PROMPT → Your task is to find every line of the listing that includes "below" and copy it.
◇ ◇ ◇ ◇ ◇ ◇ ◇
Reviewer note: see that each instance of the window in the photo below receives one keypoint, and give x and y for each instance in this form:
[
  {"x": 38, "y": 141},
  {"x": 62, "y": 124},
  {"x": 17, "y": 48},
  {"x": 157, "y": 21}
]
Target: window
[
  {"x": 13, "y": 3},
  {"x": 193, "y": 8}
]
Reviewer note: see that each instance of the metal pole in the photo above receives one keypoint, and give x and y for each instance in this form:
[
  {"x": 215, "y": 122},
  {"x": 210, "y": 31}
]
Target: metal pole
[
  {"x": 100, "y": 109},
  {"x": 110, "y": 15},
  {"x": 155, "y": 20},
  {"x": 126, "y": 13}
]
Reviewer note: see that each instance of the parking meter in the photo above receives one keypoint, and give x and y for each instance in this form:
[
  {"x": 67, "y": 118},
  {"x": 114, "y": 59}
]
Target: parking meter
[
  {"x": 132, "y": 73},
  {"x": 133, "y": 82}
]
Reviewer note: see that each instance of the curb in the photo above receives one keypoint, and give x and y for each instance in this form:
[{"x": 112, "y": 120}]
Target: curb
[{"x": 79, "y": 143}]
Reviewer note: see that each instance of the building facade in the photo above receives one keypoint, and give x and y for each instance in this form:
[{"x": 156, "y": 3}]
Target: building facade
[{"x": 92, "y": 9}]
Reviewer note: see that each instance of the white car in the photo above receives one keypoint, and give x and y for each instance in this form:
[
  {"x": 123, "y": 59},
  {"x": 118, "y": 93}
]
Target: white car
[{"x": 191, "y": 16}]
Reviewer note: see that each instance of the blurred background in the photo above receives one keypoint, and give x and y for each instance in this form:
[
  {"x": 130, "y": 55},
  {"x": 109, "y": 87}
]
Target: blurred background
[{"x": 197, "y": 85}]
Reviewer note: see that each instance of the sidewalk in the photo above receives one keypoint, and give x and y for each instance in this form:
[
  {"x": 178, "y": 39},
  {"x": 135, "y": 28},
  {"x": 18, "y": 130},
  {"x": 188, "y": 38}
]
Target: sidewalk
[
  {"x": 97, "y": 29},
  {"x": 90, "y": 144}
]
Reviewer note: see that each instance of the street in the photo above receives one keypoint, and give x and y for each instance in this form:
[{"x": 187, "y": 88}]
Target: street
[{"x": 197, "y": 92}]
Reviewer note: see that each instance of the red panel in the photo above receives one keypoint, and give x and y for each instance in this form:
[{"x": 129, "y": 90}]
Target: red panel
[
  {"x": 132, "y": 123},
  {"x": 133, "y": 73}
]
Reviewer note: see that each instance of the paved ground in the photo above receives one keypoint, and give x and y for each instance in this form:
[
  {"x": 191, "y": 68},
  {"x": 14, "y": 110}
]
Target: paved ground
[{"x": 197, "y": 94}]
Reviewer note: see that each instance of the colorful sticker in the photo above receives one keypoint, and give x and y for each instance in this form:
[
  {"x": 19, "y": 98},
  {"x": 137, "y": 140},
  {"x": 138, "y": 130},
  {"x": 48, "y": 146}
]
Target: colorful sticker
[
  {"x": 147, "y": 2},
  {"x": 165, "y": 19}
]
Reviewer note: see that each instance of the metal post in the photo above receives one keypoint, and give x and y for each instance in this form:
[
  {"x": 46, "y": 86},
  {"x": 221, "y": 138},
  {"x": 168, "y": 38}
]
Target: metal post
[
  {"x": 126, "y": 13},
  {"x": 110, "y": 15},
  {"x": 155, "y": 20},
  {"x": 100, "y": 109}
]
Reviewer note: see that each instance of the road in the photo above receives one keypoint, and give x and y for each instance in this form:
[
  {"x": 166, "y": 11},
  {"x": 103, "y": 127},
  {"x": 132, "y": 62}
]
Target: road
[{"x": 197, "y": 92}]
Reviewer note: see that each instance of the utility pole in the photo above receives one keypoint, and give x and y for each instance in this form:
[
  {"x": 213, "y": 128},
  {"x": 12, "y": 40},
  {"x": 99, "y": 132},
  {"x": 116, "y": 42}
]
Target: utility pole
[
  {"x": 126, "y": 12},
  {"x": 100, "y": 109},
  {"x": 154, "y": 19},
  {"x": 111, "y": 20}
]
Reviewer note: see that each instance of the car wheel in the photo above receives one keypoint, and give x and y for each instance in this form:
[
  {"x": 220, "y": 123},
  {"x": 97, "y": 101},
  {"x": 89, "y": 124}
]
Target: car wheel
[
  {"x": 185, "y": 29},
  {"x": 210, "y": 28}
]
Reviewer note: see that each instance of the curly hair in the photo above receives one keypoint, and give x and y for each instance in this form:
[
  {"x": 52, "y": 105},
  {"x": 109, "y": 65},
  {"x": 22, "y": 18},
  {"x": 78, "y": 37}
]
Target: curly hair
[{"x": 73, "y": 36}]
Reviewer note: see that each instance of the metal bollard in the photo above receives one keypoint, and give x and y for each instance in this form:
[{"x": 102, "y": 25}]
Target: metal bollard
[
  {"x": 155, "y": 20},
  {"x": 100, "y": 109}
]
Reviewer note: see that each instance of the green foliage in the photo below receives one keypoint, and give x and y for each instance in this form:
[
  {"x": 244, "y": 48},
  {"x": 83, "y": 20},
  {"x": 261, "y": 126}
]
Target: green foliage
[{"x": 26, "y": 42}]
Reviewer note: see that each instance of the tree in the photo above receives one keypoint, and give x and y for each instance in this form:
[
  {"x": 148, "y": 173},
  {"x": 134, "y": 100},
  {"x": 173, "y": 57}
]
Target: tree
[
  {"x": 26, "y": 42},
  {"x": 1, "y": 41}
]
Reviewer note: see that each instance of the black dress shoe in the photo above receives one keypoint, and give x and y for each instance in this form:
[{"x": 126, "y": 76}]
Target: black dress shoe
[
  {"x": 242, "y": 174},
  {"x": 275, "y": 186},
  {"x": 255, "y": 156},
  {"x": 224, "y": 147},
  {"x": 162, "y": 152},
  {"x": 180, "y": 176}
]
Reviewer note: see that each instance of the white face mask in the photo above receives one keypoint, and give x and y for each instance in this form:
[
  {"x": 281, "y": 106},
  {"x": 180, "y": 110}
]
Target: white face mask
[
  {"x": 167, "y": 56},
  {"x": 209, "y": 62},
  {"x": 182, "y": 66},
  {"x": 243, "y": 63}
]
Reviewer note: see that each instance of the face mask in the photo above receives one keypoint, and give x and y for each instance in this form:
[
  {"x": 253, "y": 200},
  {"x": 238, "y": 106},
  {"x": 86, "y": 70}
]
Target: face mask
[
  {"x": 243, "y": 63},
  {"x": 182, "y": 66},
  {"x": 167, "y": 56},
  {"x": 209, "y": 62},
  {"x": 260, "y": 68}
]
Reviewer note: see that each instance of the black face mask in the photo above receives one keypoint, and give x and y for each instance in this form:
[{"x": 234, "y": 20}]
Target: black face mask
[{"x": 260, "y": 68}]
◇ ◇ ◇ ◇ ◇ ◇ ◇
ANSWER BOX →
Reviewer note: see that each instance of the window in the photo below receives one keypoint, and give x and y for each instance in this form:
Reviewer note: see that each instance of the green foliage in the photo below receives one keypoint, and give x and y for each instance in this form:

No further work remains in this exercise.